[Request]
Set down the entries that follow exactly as written, leaving out any images.

[Provided data]
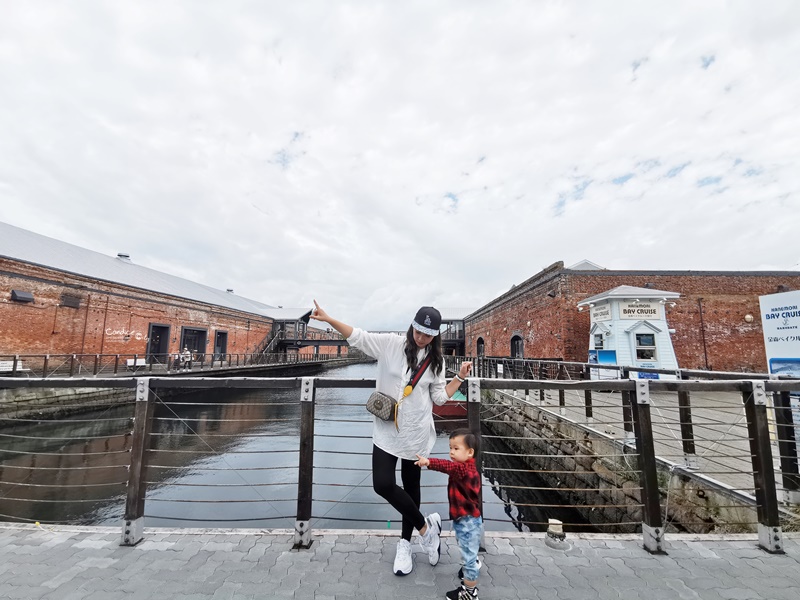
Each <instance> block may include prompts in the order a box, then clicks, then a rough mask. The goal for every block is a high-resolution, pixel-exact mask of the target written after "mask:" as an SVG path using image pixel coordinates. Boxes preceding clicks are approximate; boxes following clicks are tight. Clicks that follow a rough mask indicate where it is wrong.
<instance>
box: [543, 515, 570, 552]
mask: <svg viewBox="0 0 800 600" xmlns="http://www.w3.org/2000/svg"><path fill="white" fill-rule="evenodd" d="M562 525H563V523H562V522H561V521H559V520H558V519H547V533H546V534H545V537H544V543H545V545H546V546H548V547H550V548H552V549H553V550H569V549H570V548H571V546H570V543H569V542H568V541H567V534H566V533H564V528H563V527H562Z"/></svg>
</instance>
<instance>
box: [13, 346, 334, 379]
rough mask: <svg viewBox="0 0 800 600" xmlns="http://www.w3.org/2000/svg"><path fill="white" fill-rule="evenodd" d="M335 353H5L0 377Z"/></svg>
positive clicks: (245, 362)
mask: <svg viewBox="0 0 800 600" xmlns="http://www.w3.org/2000/svg"><path fill="white" fill-rule="evenodd" d="M347 358H348V355H347V354H346V353H345V354H338V353H335V354H334V353H325V354H322V353H311V352H303V353H300V352H275V353H264V352H257V353H252V354H231V353H226V354H215V353H208V354H201V353H193V355H192V358H191V359H187V360H183V359H182V358H181V355H180V354H7V355H0V377H43V378H49V377H87V376H92V377H117V376H132V375H145V374H146V375H163V374H167V373H185V372H207V371H219V370H230V369H238V368H247V367H260V366H270V365H282V364H299V363H308V362H324V361H336V360H343V359H347Z"/></svg>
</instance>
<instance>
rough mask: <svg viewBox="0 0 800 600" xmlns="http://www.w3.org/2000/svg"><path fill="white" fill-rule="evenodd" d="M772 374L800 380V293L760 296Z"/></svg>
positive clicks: (767, 356) (764, 339)
mask: <svg viewBox="0 0 800 600" xmlns="http://www.w3.org/2000/svg"><path fill="white" fill-rule="evenodd" d="M758 303H759V305H760V306H761V327H762V329H763V330H764V348H765V349H766V352H767V365H768V367H769V372H770V373H775V374H777V375H791V376H793V377H800V291H794V292H783V293H782V294H770V295H769V296H760V297H759V298H758Z"/></svg>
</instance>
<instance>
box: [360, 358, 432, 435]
mask: <svg viewBox="0 0 800 600" xmlns="http://www.w3.org/2000/svg"><path fill="white" fill-rule="evenodd" d="M429 364H431V355H430V354H428V356H426V357H425V360H423V361H422V362H421V363H420V364H419V365H417V368H416V369H415V370H414V372H413V373H412V374H411V377H410V379H409V380H408V384H407V385H406V387H405V388H404V389H403V398H402V399H401V400H400V401H399V402H398V401H397V400H395V399H394V398H392V397H391V396H388V395H386V394H384V393H383V392H379V391H377V390H376V391H374V392H372V394H370V396H369V399H368V400H367V410H368V411H369V412H371V413H372V414H373V415H375V416H376V417H378V418H379V419H383V420H384V421H392V420H394V426H395V428H396V429H398V430H399V429H400V428H399V427H398V425H397V410H398V409H399V408H400V405H401V404H402V403H403V400H405V398H406V396H408V395H410V394H411V392H412V391H414V386H415V385H417V382H418V381H419V380H420V378H421V377H422V374H423V373H424V372H425V369H427V368H428V365H429Z"/></svg>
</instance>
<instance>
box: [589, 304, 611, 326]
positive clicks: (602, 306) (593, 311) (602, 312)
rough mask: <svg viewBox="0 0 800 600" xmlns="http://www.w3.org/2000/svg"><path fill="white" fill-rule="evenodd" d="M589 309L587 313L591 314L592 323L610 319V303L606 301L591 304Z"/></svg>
mask: <svg viewBox="0 0 800 600" xmlns="http://www.w3.org/2000/svg"><path fill="white" fill-rule="evenodd" d="M590 311H591V312H590V313H589V314H590V315H591V319H592V323H596V322H597V321H610V320H611V305H610V304H609V303H608V302H606V303H605V304H598V305H597V306H592V307H591V308H590Z"/></svg>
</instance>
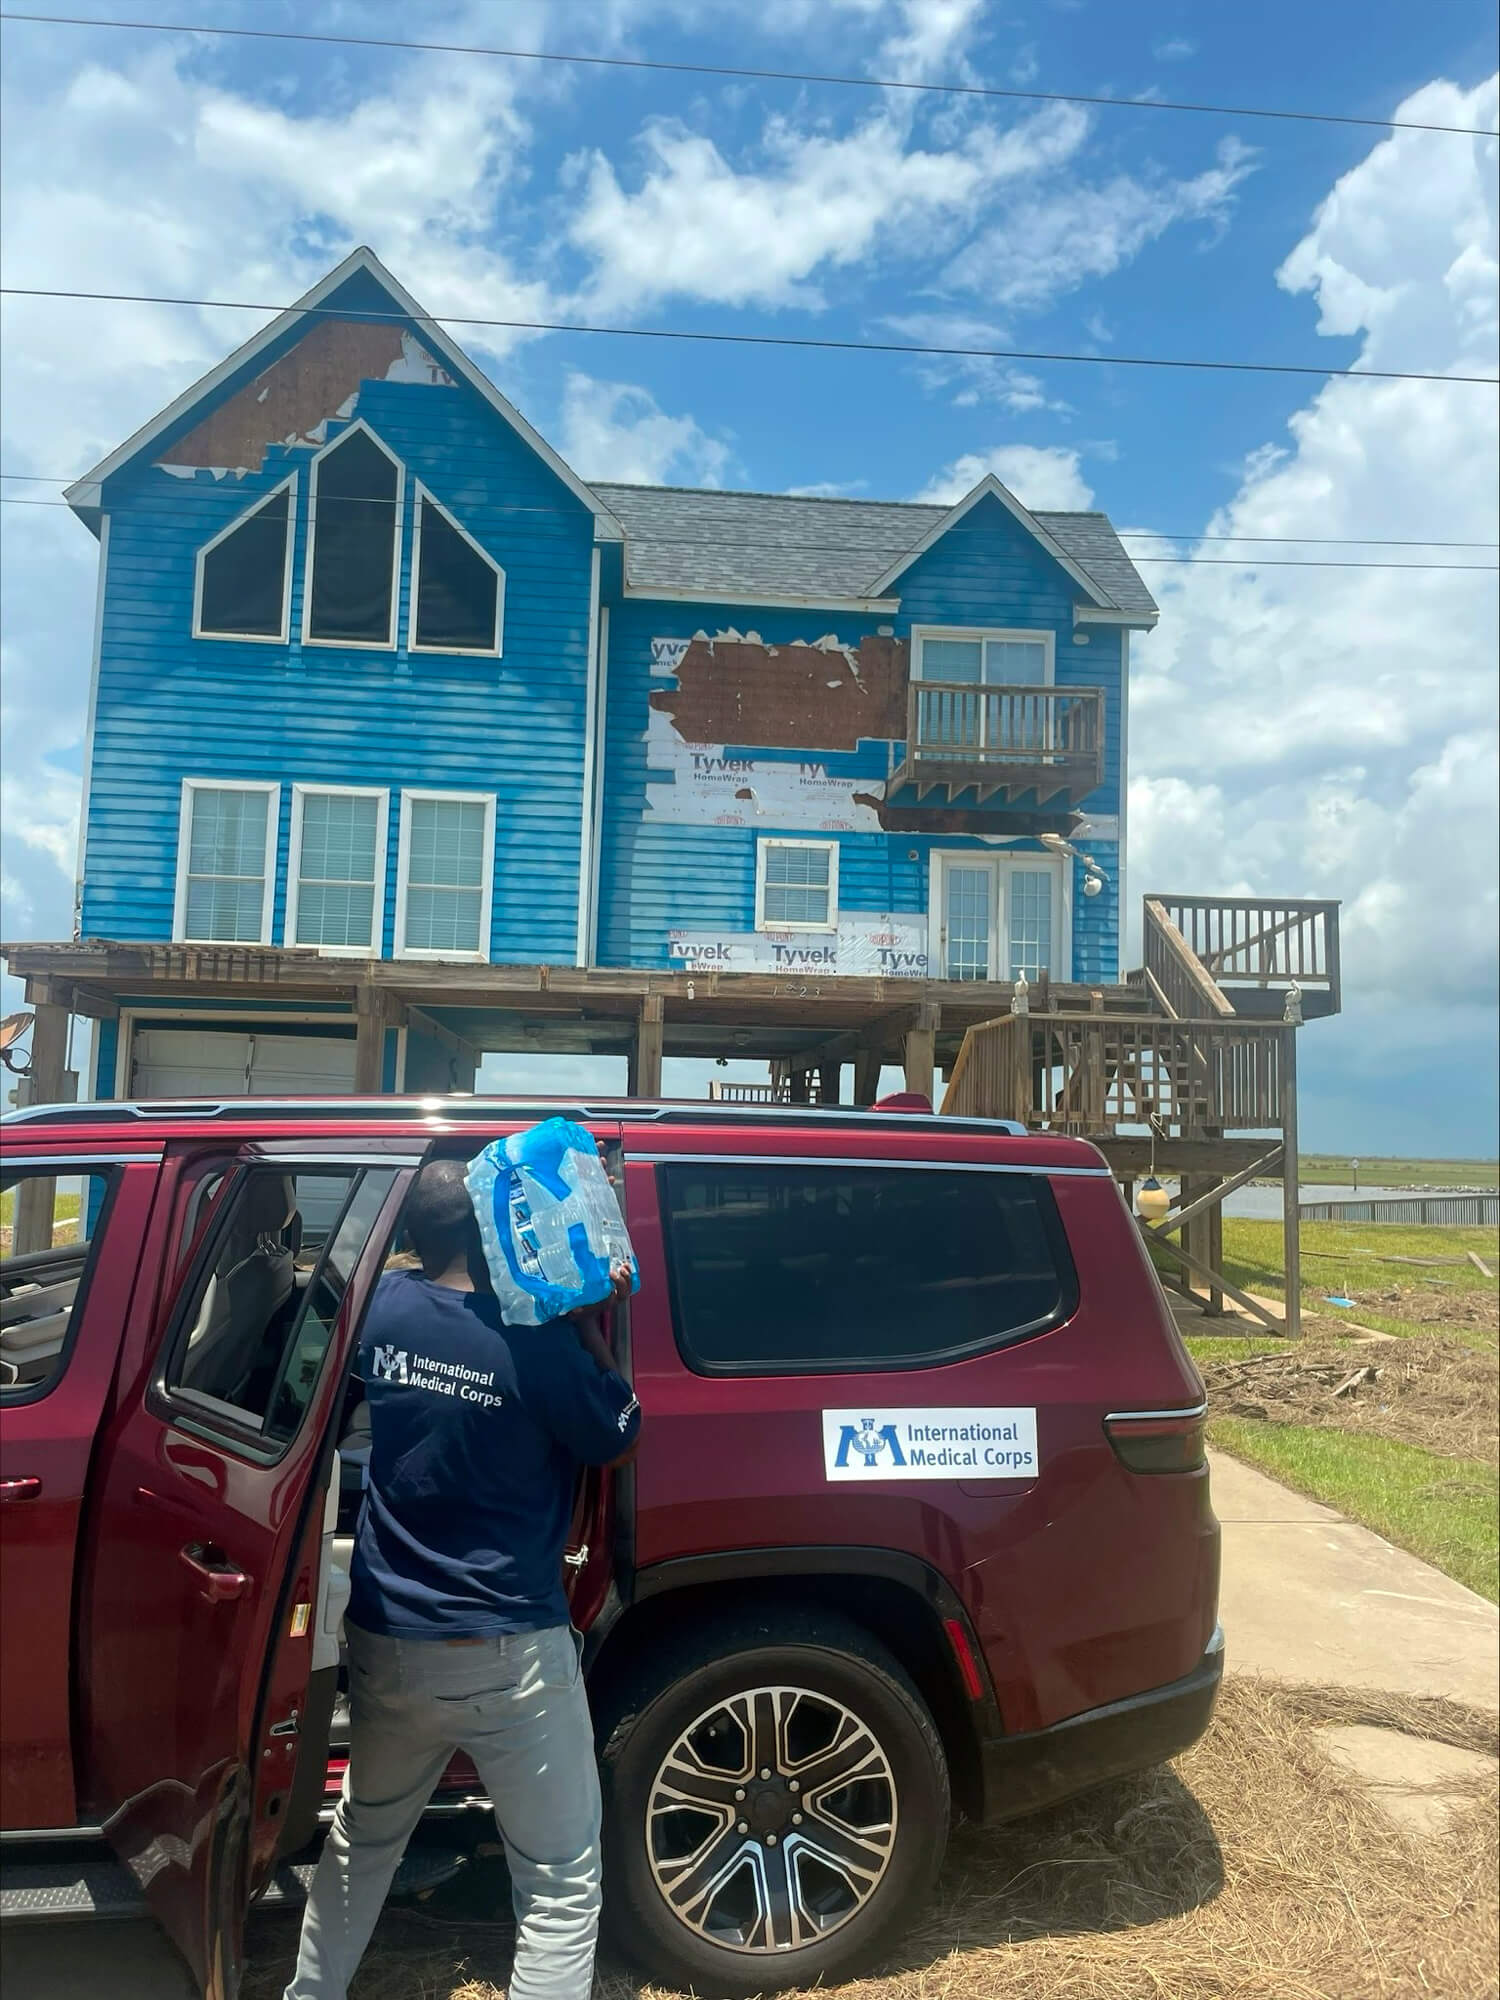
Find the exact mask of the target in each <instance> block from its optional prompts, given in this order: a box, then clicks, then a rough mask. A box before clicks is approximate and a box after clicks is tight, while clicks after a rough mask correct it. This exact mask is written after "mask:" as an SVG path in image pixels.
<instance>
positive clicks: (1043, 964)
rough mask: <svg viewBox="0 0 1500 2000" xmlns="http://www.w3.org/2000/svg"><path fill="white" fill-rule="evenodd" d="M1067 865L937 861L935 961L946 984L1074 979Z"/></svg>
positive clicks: (932, 922)
mask: <svg viewBox="0 0 1500 2000" xmlns="http://www.w3.org/2000/svg"><path fill="white" fill-rule="evenodd" d="M1064 888H1066V884H1064V872H1062V864H1060V862H1056V860H1052V858H1050V856H1046V858H1044V856H1030V854H1026V856H1014V858H1010V856H1000V854H934V858H932V906H930V908H932V930H934V938H932V942H930V956H932V960H934V968H936V976H938V978H940V980H1014V978H1020V974H1022V972H1024V974H1026V978H1028V980H1036V978H1040V974H1042V972H1048V974H1050V976H1052V978H1060V980H1062V978H1070V972H1072V966H1070V960H1072V954H1070V950H1068V914H1066V908H1064V902H1066V896H1064Z"/></svg>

[Answer box]
Each <instance> block may include prompts in the order a box, then clicks, then a rough mask. The goal for every block is a high-resolution, pixel-exact mask of the target written after "mask:" as an SVG path using image pixel coordinates. Boxes preceding clicks are approximate; boxes following clicks are tight. Clicks that follow a rough mask indicate where it is wrong.
<instance>
box: [543, 515, 570, 552]
mask: <svg viewBox="0 0 800 600" xmlns="http://www.w3.org/2000/svg"><path fill="white" fill-rule="evenodd" d="M562 525H563V523H562V522H561V521H559V520H558V519H547V533H546V534H545V537H544V543H545V545H546V546H548V547H550V548H552V549H553V550H569V549H570V548H571V546H570V543H569V542H568V541H567V534H566V533H564V528H563V527H562Z"/></svg>
</instance>
<instance>
box: [13, 346, 334, 379]
rough mask: <svg viewBox="0 0 800 600" xmlns="http://www.w3.org/2000/svg"><path fill="white" fill-rule="evenodd" d="M335 353H5L0 377Z"/></svg>
positive clicks: (245, 362)
mask: <svg viewBox="0 0 800 600" xmlns="http://www.w3.org/2000/svg"><path fill="white" fill-rule="evenodd" d="M347 358H348V355H347V354H346V353H345V354H338V353H335V354H334V353H325V354H322V353H311V352H303V353H300V352H275V353H264V352H257V353H252V354H231V353H226V354H215V353H208V354H201V353H193V355H192V358H191V359H187V360H183V359H182V358H181V355H180V354H7V355H0V377H43V378H49V377H87V376H92V377H117V376H132V375H145V374H146V375H163V374H167V373H185V372H207V371H219V370H230V369H238V368H247V367H260V366H270V365H282V364H299V363H308V362H324V361H336V360H343V359H347Z"/></svg>
</instance>
<instance>
rough mask: <svg viewBox="0 0 800 600" xmlns="http://www.w3.org/2000/svg"><path fill="white" fill-rule="evenodd" d="M772 374L800 380V293L760 296Z"/></svg>
positive clicks: (767, 356) (764, 339)
mask: <svg viewBox="0 0 800 600" xmlns="http://www.w3.org/2000/svg"><path fill="white" fill-rule="evenodd" d="M758 303H759V305H760V306H761V327H762V329H763V330H764V348H765V349H766V352H767V365H768V367H769V372H770V373H775V374H777V375H791V376H793V377H800V291H794V292H783V293H782V294H770V295H769V296H760V297H759V298H758Z"/></svg>
</instance>
<instance>
box: [360, 358, 432, 435]
mask: <svg viewBox="0 0 800 600" xmlns="http://www.w3.org/2000/svg"><path fill="white" fill-rule="evenodd" d="M429 364H431V355H430V354H428V356H426V357H425V360H423V361H422V362H421V363H420V364H419V365H417V368H416V369H415V370H414V372H413V373H412V374H411V377H410V379H409V380H408V384H407V385H406V387H405V388H404V389H403V398H402V399H401V400H400V401H399V402H398V401H397V400H395V399H394V398H392V397H391V396H388V395H386V394H384V393H383V392H379V391H377V390H376V391H374V392H372V394H370V396H369V399H368V400H367V410H368V411H369V412H371V413H372V414H373V415H375V416H376V417H378V418H379V419H383V420H384V421H392V420H394V426H395V428H396V429H398V430H399V429H400V428H399V427H398V425H397V410H398V409H399V408H400V405H401V404H402V403H403V400H405V398H406V396H408V395H410V394H411V392H412V391H414V386H415V385H417V382H418V381H419V380H420V378H421V377H422V374H423V373H424V372H425V369H427V368H428V365H429Z"/></svg>
</instance>
<instance>
box: [589, 304, 611, 326]
positive clicks: (602, 306) (593, 311) (602, 312)
rough mask: <svg viewBox="0 0 800 600" xmlns="http://www.w3.org/2000/svg"><path fill="white" fill-rule="evenodd" d="M589 309L587 313L591 314L592 323L610 319V303L606 301L591 304Z"/></svg>
mask: <svg viewBox="0 0 800 600" xmlns="http://www.w3.org/2000/svg"><path fill="white" fill-rule="evenodd" d="M590 311H591V312H590V313H589V314H590V315H591V319H592V323H596V322H597V321H610V320H611V305H610V304H609V303H608V302H606V303H605V304H598V305H597V306H592V307H591V308H590Z"/></svg>
</instance>
Find the exact mask of the target in each <instance> block from its optional prompts, given in this order: a box, then clicks, then a rough mask. A box before clicks is approximate and a box after clicks is tight, while clicks after a rough mask correct it. This exact mask is written after "mask:" as an SVG path in image pixels.
<instance>
positive clicks: (1043, 964)
rough mask: <svg viewBox="0 0 1500 2000" xmlns="http://www.w3.org/2000/svg"><path fill="white" fill-rule="evenodd" d="M1067 865L937 861L935 961L946 984L1074 979Z"/></svg>
positive clicks: (932, 922)
mask: <svg viewBox="0 0 1500 2000" xmlns="http://www.w3.org/2000/svg"><path fill="white" fill-rule="evenodd" d="M1064 888H1066V884H1064V872H1062V864H1060V862H1056V860H1052V858H1050V856H1046V858H1044V856H1030V854H1026V856H1014V858H1010V856H1000V854H934V858H932V906H930V908H932V930H934V938H932V942H930V956H932V960H934V968H936V976H938V978H940V980H1014V978H1020V974H1022V972H1024V974H1026V978H1028V980H1036V978H1040V974H1042V972H1048V974H1050V976H1052V978H1060V980H1062V978H1070V972H1072V966H1070V960H1072V954H1070V950H1068V914H1066V908H1064V902H1066V896H1064Z"/></svg>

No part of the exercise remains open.